*** Supplied data ***

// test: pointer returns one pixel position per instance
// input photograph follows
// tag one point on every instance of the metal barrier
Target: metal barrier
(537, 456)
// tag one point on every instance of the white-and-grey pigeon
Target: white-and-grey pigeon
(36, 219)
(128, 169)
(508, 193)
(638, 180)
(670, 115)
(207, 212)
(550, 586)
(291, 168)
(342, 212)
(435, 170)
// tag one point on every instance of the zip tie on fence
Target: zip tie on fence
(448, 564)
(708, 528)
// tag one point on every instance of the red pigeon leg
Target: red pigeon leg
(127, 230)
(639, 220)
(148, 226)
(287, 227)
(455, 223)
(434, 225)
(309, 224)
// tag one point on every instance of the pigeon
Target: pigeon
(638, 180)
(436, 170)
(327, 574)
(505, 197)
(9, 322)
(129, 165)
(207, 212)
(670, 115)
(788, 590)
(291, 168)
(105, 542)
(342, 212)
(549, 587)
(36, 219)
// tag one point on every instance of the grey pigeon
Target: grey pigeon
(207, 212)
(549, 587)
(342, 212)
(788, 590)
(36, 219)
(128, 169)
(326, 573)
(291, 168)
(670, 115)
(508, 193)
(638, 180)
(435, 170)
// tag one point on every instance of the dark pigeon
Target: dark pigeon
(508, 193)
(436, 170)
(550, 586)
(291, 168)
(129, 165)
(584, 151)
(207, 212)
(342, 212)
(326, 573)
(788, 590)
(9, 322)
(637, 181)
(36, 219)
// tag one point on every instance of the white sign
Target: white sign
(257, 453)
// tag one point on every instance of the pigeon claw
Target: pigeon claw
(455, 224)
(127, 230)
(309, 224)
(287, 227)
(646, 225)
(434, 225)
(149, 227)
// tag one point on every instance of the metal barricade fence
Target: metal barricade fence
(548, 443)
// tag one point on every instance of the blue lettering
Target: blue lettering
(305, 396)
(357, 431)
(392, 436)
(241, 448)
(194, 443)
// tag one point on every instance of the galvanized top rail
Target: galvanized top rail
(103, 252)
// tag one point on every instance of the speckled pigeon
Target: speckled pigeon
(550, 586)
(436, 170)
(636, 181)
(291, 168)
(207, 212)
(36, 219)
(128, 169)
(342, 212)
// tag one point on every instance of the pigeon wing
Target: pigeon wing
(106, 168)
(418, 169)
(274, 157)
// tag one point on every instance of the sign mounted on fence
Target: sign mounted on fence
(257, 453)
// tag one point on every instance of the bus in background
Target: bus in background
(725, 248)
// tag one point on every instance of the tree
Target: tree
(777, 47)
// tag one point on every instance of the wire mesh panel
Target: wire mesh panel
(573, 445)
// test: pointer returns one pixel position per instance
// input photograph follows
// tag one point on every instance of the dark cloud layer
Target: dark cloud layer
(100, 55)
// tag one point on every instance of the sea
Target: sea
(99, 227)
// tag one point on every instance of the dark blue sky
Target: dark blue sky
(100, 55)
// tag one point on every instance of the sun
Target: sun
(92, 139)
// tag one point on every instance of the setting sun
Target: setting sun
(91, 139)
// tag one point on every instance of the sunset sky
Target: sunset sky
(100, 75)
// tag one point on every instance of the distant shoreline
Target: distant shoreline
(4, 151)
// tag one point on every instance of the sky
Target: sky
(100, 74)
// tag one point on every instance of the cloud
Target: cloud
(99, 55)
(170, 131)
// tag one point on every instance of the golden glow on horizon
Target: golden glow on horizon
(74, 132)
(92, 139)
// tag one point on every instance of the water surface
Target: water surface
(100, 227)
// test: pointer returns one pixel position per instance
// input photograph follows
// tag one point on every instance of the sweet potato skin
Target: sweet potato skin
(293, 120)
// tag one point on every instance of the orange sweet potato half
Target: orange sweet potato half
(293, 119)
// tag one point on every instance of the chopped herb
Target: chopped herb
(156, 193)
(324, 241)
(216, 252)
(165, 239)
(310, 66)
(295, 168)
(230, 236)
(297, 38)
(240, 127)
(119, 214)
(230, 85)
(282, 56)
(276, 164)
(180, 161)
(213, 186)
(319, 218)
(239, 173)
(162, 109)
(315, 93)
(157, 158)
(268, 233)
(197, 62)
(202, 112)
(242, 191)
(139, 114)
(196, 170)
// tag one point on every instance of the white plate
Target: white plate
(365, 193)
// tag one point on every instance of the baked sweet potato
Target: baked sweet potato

*** End of Supplied data ***

### Work request
In the listing above, find the line containing "the distant shoreline" and the line containing "the water surface", then repeat those two lines and everything between them exactly.

### Solved problem
// tag one point on every instance of the distant shoreline
Target: distant shoreline
(4, 151)
// tag one point on every instance of the sky
Target: sky
(100, 74)
// tag one point on every instance of the cloud
Target: cloud
(99, 55)
(170, 131)
// tag one point on every instance of the golden glow on horizon
Target: golden glow on horizon
(74, 132)
(92, 139)
// tag one point on every instance of the water surface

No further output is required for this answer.